Reproduce word for word everything in the data from the line containing "Reviewer note: verify that every instance of the wooden door" down to the line containing "75], [95, 56]]", both of those lines included.

-- LISTED ENTRIES start --

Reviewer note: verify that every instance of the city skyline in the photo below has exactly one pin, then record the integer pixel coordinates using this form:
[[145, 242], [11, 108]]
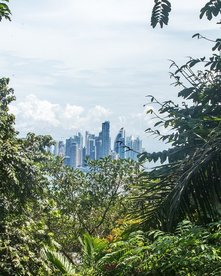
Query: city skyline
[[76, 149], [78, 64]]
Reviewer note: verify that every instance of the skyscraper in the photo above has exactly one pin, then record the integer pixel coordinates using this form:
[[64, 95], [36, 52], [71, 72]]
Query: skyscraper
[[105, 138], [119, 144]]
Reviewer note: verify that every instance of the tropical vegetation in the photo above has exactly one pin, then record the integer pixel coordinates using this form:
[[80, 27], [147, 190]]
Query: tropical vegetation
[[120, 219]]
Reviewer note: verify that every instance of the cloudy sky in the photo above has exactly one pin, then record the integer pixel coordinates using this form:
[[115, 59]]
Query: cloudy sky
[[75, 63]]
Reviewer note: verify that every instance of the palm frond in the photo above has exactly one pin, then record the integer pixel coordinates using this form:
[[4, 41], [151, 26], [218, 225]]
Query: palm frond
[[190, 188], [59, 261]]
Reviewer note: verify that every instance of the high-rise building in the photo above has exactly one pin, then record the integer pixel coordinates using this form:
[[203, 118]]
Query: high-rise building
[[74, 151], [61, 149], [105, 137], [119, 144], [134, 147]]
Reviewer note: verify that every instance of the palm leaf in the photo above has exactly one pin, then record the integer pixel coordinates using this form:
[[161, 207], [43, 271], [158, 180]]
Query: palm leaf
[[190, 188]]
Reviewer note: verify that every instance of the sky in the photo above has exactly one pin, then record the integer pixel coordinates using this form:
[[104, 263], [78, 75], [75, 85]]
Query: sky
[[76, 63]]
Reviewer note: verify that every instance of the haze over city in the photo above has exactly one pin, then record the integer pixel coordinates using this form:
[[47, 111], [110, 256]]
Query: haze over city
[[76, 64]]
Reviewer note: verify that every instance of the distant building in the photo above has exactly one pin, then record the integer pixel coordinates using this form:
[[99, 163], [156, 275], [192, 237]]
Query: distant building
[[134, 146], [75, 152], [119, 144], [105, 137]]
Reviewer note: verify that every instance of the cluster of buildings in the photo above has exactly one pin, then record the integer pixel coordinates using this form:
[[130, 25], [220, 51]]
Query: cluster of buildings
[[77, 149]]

-- LISTED ENTRIES end --
-- LISTED ENTRIES start --

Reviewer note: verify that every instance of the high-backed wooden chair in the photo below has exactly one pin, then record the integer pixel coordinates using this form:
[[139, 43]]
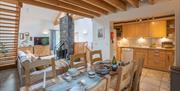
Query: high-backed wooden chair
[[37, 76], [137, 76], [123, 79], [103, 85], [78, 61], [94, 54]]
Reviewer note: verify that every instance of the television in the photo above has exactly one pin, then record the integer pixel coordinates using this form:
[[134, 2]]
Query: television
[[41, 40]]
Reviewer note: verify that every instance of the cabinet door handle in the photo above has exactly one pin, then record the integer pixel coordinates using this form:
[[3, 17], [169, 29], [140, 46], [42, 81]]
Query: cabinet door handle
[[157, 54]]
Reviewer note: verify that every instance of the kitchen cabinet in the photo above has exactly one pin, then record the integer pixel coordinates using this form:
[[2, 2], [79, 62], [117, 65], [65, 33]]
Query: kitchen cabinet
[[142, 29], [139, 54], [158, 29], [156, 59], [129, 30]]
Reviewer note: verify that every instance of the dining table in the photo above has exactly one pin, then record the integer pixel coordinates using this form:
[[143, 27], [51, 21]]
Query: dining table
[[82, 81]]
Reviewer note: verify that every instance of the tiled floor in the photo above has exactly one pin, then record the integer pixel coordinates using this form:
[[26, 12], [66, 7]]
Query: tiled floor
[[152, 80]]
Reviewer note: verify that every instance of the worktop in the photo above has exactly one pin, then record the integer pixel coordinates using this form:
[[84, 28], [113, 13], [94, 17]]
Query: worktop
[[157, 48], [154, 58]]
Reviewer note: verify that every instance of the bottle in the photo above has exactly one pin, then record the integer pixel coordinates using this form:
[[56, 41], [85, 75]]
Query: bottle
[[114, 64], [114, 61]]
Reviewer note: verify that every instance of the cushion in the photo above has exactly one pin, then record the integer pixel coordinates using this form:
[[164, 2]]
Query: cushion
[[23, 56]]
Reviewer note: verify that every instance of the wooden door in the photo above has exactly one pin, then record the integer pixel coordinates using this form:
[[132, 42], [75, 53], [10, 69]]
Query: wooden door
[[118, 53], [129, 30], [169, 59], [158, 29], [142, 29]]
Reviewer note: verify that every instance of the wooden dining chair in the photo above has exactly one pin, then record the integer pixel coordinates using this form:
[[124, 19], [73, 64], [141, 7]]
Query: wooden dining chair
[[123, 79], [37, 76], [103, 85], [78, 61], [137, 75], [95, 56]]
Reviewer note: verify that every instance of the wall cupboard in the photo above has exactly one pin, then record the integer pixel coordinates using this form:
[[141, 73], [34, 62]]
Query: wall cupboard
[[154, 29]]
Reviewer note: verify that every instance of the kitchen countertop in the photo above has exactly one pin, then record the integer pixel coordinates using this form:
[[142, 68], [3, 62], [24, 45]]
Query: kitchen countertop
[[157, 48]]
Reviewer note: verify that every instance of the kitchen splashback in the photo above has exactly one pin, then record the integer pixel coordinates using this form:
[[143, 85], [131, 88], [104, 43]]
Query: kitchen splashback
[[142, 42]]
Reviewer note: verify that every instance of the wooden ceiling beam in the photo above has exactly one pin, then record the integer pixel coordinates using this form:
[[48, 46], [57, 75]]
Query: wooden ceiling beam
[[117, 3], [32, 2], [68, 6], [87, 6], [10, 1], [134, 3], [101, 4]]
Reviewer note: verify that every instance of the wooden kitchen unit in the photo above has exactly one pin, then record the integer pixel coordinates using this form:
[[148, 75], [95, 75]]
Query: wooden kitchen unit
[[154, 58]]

-- LISTED ENTRIES end --
-- LISTED ENTRIES start --

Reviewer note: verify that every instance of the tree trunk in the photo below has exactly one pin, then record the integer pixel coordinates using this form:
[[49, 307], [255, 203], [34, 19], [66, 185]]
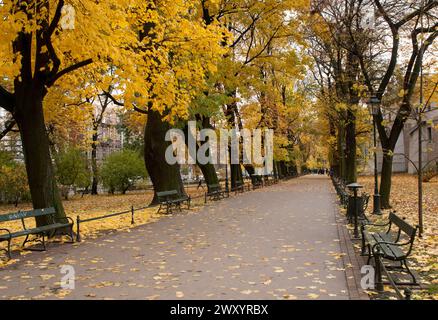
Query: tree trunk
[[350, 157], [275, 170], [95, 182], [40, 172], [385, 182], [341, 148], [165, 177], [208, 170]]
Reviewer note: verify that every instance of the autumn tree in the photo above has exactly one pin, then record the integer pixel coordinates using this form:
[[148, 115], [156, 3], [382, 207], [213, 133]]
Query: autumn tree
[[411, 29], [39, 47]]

-- LISTED ENTRIES end --

ANSWER BELOW ->
Reviewer note: verify that every instance of the wooden door in the photo above has exactly one pin, then record the integer pixel coordinates using this form:
[[132, 42], [75, 53], [10, 69]]
Query: wooden door
[[118, 53], [129, 30], [169, 59], [158, 29], [142, 29]]
Reviewer note: verify that every instance of the wooden dining chair in the photo above has exactly one pin, then record the integer pixel coordinates using this form:
[[124, 19], [73, 64], [141, 7]]
Query: wooden dining chair
[[123, 79], [37, 76], [103, 85], [78, 61], [137, 75], [95, 56]]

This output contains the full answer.